__Extracted material__
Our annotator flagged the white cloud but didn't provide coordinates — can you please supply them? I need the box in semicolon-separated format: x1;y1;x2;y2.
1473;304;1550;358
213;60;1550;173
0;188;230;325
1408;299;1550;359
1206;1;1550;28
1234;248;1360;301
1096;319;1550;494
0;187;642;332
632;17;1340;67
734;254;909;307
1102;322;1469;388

__The problem__
Copy each entry exactly, with nothing added or dropped.

__Exercise answer__
Our annotator flagged the white cloud but didn't provide coordinates — can you please supply them? I need the box in semicolon-separated format: x1;y1;x2;y2.
1473;304;1550;358
213;60;1550;173
0;188;230;325
1408;299;1550;359
1206;1;1550;28
1234;248;1360;301
1096;319;1550;494
0;187;642;332
632;17;1340;67
734;254;909;307
1102;322;1469;388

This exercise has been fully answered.